- [Work required]
Reproduce every line of the following material word for word, from the first line to the last.

________

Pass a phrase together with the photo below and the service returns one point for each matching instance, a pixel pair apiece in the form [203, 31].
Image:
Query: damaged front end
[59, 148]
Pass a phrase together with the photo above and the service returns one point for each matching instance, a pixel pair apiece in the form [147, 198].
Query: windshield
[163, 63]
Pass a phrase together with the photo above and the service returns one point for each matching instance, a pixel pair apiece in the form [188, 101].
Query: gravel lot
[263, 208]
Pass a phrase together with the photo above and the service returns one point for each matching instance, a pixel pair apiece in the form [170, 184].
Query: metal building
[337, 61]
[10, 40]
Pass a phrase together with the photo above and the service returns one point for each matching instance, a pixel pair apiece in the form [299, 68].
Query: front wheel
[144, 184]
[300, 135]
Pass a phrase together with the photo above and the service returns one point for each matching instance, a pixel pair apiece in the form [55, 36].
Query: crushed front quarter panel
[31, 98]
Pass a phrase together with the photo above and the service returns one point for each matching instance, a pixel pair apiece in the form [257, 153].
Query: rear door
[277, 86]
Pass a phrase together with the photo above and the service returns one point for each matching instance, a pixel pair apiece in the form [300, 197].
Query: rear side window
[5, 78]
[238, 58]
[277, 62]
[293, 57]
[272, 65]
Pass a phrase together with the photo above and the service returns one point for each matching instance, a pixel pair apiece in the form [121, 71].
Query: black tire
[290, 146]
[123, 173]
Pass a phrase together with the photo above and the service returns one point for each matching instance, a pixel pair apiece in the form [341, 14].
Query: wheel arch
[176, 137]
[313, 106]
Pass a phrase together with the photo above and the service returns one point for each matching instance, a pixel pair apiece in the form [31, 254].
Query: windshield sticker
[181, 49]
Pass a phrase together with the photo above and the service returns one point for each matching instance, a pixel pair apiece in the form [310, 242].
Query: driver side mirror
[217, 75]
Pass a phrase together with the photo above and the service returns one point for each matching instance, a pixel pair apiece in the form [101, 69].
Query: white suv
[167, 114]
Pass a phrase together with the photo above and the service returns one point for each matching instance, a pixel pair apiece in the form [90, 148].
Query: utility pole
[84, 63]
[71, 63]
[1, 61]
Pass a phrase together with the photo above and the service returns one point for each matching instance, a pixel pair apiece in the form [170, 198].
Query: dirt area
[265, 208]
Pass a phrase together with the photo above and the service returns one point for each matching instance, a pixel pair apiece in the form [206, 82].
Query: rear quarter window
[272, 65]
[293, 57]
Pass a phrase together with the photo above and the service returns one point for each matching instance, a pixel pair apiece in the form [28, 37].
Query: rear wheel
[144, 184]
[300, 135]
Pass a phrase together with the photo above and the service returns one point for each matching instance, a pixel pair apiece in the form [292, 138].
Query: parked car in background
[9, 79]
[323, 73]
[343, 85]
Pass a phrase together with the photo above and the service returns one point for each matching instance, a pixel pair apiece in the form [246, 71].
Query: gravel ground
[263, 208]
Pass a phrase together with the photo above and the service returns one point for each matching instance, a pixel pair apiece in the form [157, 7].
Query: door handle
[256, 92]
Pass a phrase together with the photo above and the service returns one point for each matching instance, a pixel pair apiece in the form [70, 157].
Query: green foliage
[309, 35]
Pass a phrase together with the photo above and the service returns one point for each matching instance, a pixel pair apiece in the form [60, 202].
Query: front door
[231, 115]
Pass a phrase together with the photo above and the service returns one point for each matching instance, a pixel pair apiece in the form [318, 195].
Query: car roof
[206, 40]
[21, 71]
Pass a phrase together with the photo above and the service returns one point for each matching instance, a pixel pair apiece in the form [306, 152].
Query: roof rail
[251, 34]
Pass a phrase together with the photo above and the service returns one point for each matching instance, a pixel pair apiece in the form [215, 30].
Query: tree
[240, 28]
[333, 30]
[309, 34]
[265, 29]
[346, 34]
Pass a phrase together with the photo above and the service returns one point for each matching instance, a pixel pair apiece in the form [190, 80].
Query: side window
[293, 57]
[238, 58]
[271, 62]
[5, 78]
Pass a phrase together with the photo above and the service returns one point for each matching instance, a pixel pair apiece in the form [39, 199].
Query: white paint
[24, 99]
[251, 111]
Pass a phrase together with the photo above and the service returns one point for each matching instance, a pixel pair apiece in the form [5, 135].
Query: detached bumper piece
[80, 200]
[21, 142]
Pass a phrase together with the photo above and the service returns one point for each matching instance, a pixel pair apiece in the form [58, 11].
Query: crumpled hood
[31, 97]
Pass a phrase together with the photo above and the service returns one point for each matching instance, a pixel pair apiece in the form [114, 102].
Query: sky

________

- [Response to this exercise]
Pass a phrase together with the photo below and the service returns one point for each matching instance, a pixel pair apiece in the form [203, 31].
Image:
Query: damaged front end
[59, 148]
Pass a phrase together with the photo above and the service returns one point for each matching instance, a pixel pair apiece in the form [147, 198].
Query: windshield
[163, 63]
Pass a phrase together with the photo above and the service returns one point for each matching instance, a pixel pair apiece in the form [188, 101].
Query: gravel lot
[263, 208]
Pass a phrase together with the photo above and the service returns one point for each matching instance, a pixel pair apiece in the form [170, 184].
Query: metal building
[337, 61]
[10, 40]
Pass a phrase together with the photo above and the service returns one point for each matching instance, a pixel pair apiece in the form [299, 68].
Query: front wheel
[144, 184]
[300, 135]
Pass a phrase together with the photo above and the service returns one point for each matching instance, a pixel pair apiece in the form [55, 36].
Query: crushed front quarter panel
[31, 98]
Pass a phrase together with the photo above and the service returns one point for each matching instance, a pixel pair apiece in the form [257, 153].
Query: rear door
[277, 86]
Pass a phrase together with the photo above and the service returns one point for each matching instance, a pixel pair apiece in the form [300, 197].
Query: rear side window
[5, 78]
[238, 58]
[277, 62]
[293, 57]
[272, 65]
Pass a phrase together with the photo above and the service returns one point for each matching instance, a pixel pair apiece in the form [121, 71].
Query: black tire
[290, 146]
[123, 173]
Pass a phrase together with the photo above and the service returns one point for each matching instance, a pixel pair apiece in the form [341, 14].
Query: wheel arch
[176, 137]
[313, 106]
Pass a phrase together with the photo above and the service returns one point for each matching instance, a pixel pair apiece in the form [31, 254].
Query: windshield sticker
[181, 49]
Pass a phrase together with the photo above and the service returns one point for each matching instance, a pixel pair apiece in the form [310, 242].
Query: driver side mirror
[217, 75]
Pass a phrase together with the photo above and the service returns one point for each matching instance, a pixel pair apiece in the form [101, 69].
Query: white suv
[167, 114]
Pass a phrase together with the photo above and the service returns one point for each matching instance, a pixel pair apiece in the form [90, 148].
Query: utility pole
[84, 63]
[71, 63]
[1, 61]
Pass a phrase together with the photo above and the service returns one point for each matching instance, a pixel pair apiece in the form [170, 198].
Query: dirt area
[265, 208]
Pass a phrase together with the photo above and the service returns one point for each matching instance, a pixel pair apiece in the form [206, 82].
Query: rear quarter window
[272, 65]
[293, 57]
Pass a phrase together with the photo above and the service returns one point for each matching instance, a pixel pair apiece in the form [28, 37].
Query: rear wheel
[144, 184]
[300, 135]
Pass a phrase together with the photo above and the service returns one point for each matching instance, a pixel pair apiece in the form [292, 138].
Query: parked car in background
[9, 79]
[323, 73]
[343, 85]
Pass a phrase together with the photo above and the service returns one point for each matching instance, a pixel pair apiece in the form [246, 71].
Query: gravel ground
[263, 208]
Pass a phrase together with the photo above and the service returns one point for each matching instance, a pixel pair apiece in the form [157, 7].
Query: door handle
[256, 92]
Pass a phrase together with the photo above and the service returns one point for each matching instance, a pixel pair apiece in the form [70, 157].
Query: green foliage
[309, 35]
Pass a phrase together with the photo above and the service returns one point for each matching instance, a pixel pair apiece in the form [60, 202].
Query: front door
[231, 115]
Pass a phrase together with the photo above and the service returns one point for each matching instance, a pixel pair apiece in the form [318, 195].
Query: car roof
[206, 40]
[21, 71]
Pass a phrase together with the photo above and the service returns one point for each matching instance, a pixel pair apiece in the form [306, 152].
Query: roof rail
[251, 34]
Pass a phrase together with the photo above and the service returns one point for each matching instance, a pixel pair apiece in the form [215, 30].
Query: tree
[240, 28]
[333, 30]
[309, 34]
[265, 29]
[346, 34]
Pass a phrase together with the photo above and the service returns one point for each matching instance, a pixel pair apiece in the form [190, 80].
Query: side window
[293, 57]
[238, 58]
[271, 62]
[5, 78]
Pass a phrase together with the photo above and the service returns one point for each matching instance, a pixel pair apiece in the form [39, 199].
Query: white paint
[24, 99]
[251, 111]
Pass a phrase together with the photo above and the service returns one point for each matching instance, a pixel pair apiece in the form [5, 135].
Query: detached bumper piece
[80, 200]
[21, 142]
Pass a phrase together with the photo above and the service returns one point for each matching instance, a pixel pair apiece in the form [58, 11].
Query: crumpled hood
[31, 97]
Pass a phrase together with the photo above and the service returns one point for each matching instance, a pixel pair apiece in the form [114, 102].
Query: sky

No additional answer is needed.